* _HOW TO COMPLETE THIS TASK_
Transcribe the listing exactly, so that nothing but the pictures is missing.

* _DATA FOR PROCESSING_
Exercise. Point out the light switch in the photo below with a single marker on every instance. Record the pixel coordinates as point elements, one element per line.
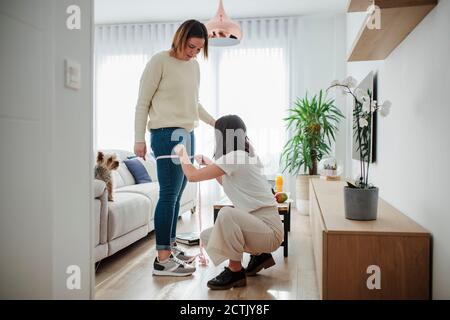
<point>73,74</point>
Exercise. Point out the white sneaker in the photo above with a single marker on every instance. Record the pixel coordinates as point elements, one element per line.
<point>172,267</point>
<point>180,254</point>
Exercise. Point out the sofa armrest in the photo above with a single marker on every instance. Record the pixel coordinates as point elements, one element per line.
<point>99,188</point>
<point>101,194</point>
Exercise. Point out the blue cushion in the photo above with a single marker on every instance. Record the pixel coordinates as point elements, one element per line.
<point>137,170</point>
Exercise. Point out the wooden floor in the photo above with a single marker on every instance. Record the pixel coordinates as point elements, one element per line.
<point>128,273</point>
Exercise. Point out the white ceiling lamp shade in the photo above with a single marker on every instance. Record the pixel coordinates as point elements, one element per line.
<point>222,31</point>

* _EXERCISE OUTPUT_
Exercise. Point out the light switch in the photo below with a single marker on every instance. Record the pixel coordinates as point elements, one element per line.
<point>73,74</point>
Exercise. Point out the white sneaker in the photo above with a single marker on every instance. Record the pixel coordinates as point elements, one element per line.
<point>172,267</point>
<point>180,254</point>
Exercise. Point out the sofa armrest in the photo above with a single marker on every instance. Record the pixel coordinates as point elements, one element per line.
<point>99,188</point>
<point>101,194</point>
Exercise. Point out the blue cushion in the photo above with a single marker on every instance. Record the pixel coordinates as point elements, one element per line.
<point>137,170</point>
Exercise. Point out the wooden floor in the photo above with a single marker on every instance. Record the pixel coordinates as point elements, one element per line.
<point>128,273</point>
Exercise. Point out the white ceiling lamp shade in the photo above with a single marker on every instance. Record the pixel coordinates as point elements, one element per line.
<point>222,31</point>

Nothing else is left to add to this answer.